We perform Anisotropic Diffusion algorithm to evaluate the on-board computer processing since this algorithm is used to sharpen images. As we mentioned in Section 3.3, sharpening the satellite images and detecting objects such as clouds and forest fires from the satellite images are significantly useful. The pseudo code of the Anisotropic Diffusion algorithm is

shown in Alg. 1, as we have ported the 2D Anisotropic Diffusion code from MATLAB to C++ AMP, OpenCL and OpenMP in order to execute the application on HSA compliant platform. In this study, we only deal with the code, since the quality of Anisotropic Diffusion is well-known from the previous studies. 40-42)

# **5.1.2. LULESH**

LULESH is created as a result of the project, The Shock Hydrodynamics Challenge Problem, which is originally defined and implemented by Lawrence Livermore National Laboratory (LLNL) as one of five challenge problems in Defense Advanced Research Projects Agency (DARPA)'s Ubiquitous High Performance Computing (UHPC) program. LULESH is a highly simplified shock hydro application in order to solve only a simple Sedov blast problems. Hodeling hydrodynamics is significant in computer simulations as it is used to understand the motion of materials relative with each other under the force. Furthermore, these kind of simulations are preferable to use the parallel computing. In order to achieve parallelism, LLNL provides an open-source version of LULESH\*\*††, which is ported to the different environments such as MPI, OpenMP, OpenCL and C++AMP.

## Listed entries

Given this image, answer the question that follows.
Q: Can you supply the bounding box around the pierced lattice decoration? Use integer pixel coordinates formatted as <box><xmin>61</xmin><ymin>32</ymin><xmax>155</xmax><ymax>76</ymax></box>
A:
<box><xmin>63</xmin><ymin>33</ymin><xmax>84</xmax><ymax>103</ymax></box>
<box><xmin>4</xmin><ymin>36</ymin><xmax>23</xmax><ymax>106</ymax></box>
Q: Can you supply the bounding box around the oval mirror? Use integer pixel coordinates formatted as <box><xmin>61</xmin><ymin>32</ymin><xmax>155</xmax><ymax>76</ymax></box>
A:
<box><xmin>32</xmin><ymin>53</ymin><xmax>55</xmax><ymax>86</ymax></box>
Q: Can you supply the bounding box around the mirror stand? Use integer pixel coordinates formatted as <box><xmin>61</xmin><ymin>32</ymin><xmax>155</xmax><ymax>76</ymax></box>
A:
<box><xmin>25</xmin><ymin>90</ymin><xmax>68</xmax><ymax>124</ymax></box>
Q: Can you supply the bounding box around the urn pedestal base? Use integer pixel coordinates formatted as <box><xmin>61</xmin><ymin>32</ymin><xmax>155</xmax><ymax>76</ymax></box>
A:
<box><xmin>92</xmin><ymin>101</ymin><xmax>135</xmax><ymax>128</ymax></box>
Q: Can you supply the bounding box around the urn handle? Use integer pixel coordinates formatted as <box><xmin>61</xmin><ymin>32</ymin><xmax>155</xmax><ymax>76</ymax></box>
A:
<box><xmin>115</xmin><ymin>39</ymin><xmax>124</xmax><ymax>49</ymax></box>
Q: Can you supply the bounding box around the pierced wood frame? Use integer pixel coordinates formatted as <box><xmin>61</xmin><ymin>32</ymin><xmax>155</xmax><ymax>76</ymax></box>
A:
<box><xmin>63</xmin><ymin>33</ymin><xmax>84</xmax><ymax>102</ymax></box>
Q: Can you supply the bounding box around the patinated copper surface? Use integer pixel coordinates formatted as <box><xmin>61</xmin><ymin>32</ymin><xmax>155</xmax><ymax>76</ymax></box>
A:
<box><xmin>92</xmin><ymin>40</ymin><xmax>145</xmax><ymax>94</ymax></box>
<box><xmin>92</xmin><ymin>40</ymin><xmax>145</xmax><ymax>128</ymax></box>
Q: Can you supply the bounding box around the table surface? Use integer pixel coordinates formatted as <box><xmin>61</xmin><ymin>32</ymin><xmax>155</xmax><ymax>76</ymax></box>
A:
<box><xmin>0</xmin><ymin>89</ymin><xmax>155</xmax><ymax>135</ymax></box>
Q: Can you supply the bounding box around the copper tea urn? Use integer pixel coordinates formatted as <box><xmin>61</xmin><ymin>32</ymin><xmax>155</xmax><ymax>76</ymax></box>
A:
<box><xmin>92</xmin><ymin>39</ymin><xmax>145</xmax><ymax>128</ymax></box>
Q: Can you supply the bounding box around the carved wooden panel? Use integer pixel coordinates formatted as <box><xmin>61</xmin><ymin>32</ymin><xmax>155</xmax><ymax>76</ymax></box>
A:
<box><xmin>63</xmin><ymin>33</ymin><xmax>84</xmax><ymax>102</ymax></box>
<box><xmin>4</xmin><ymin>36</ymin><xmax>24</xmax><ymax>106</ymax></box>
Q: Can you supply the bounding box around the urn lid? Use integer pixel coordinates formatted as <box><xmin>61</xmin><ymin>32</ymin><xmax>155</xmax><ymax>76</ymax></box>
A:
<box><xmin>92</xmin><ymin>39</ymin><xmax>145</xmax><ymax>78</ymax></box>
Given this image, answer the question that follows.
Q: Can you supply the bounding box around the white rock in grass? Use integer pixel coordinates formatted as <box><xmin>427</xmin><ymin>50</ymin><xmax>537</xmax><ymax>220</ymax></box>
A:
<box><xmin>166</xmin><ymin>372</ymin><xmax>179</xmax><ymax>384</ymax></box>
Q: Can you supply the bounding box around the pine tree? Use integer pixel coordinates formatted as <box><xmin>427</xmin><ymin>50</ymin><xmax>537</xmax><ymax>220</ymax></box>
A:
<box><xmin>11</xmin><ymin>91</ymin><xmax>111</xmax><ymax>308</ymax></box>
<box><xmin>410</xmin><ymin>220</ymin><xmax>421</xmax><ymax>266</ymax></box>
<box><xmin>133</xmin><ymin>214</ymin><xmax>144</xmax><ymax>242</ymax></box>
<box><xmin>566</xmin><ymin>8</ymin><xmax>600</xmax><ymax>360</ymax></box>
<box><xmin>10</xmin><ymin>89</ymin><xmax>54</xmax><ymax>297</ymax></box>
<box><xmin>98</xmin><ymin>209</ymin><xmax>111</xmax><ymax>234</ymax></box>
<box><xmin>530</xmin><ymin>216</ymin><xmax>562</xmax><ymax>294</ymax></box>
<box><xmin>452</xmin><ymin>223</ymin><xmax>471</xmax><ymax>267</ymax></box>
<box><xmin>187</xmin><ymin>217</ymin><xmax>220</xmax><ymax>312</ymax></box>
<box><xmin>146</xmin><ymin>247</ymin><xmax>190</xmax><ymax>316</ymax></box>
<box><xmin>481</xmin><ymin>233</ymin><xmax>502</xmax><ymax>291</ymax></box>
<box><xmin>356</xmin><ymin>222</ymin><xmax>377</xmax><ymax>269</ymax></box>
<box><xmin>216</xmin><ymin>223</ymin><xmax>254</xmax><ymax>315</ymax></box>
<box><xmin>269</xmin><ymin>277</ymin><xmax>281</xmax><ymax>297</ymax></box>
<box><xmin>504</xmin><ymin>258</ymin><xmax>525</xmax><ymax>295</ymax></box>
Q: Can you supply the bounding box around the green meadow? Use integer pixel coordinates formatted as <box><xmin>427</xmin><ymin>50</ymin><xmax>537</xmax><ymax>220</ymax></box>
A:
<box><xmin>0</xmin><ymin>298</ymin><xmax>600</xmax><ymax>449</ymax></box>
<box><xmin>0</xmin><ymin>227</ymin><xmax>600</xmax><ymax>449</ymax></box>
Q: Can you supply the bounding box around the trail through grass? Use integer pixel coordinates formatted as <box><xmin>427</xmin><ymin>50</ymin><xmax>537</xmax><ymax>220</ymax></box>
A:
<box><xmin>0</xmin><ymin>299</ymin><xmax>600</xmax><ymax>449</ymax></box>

## Exercise set
A – In the passage on Anisotropic Diffusion and LULESH, which organization originally defined and implemented The Shock Hydrodynamics Challenge Problem?
B – Summarize the passage on Anisotropic Diffusion and LULESH in two sentences.
C – Write the next paragraph of the passage on Anisotropic Diffusion and LULESH, following on from its last sentence.

## Answers in order
A – Lawrence Livermore National Laboratory (LLNL).

B – The Anisotropic Diffusion algorithm, which sharpens images, is used to evaluate on-board computer processing, and its 2D code was ported from MATLAB to C++ AMP, OpenCL and OpenMP to run on an HSA compliant platform. LULESH, a highly simplified shock hydro application from a challenge problem that LLNL defined for DARPA's UHPC program, is available from LLNL in an open-source version ported to MPI, OpenMP, OpenCL and C++ AMP.

C –
### 5.2. Testbeds

Test platforms Two test machines, A10 and R&R, are used for this experiment. A10 is Acer's laptop that is maintained with AMD A10-8700P Accelerated Processing Unit (APU), which consists of 4 core CPUs and 6 compute unit GPUs in a chip. APU is AMD's product name of a new type of processing unit, which integrates CPU and GPU in a die. APU is normally termed as "integrated GPU". R&R is a custom made desktop computer and consists of AMD Ryzen<sup>™</sup> 7 1800x8 core CPUs and AMD Radeon<sup>™</sup> R9 nano GPU. More details are shown in Table 1. As the test machines are general-purpose computers, the range of the energy consumption differs from the embedded systems, especially R&R. Both A10 and R&R are used for experimental observations 1 and 2, while only A10 is used for observation 3.

Test application 1 This application performs Anisotropic Diffusion algorithm in order to measure a computation time on the following three combination of the accelerators; HSACalc, CPUCalc, and OMPCalc. HSACalc is about the computation of the algorithm using GPU with the HSA extension. CPUCalc and OMPCalc are the computation of the algorithm on single-core CPU and multicore CPUs, respectively. OpenMP's loop parallel technique is used in OMPCalc for multicores. The aim of this test application is to confirm the computation time improvements of GPU/HSA instead of a single core CPU.

**Test application 2** There are three applications which run Anisotropic Diffusion algorithm in three different programming manners independently. The intention of this experiment is to monitor the energy consumptions of the different compute units in different programming manners.

**Test application 3** This application performs two algorithms (Anisotropic Diffusion and LULESH) concurrently with different sets. The intention of this experiment is to monitor how the energy consumption of the system changes with respect to the

different settings of tasks.

### 5.3. Experimental observations

Observation 1: Compiler vs Computing potential. First, we consider the relation between computing potential with respect to the different compiler versions. Test application 1 is compiled by three different versions (GCC5.4.0, GCC6.2.1<sup>‡‡</sup> and GCC 7.1.0<sup>§§</sup>) of GCC compiler toegther with 2 different options, "non-optimised" and "optimised". "Non-optimised" is compiled with "-O0" flag, and "optimised" is compiled with "-O3" flag. Each measurement is performed 100 times continuously.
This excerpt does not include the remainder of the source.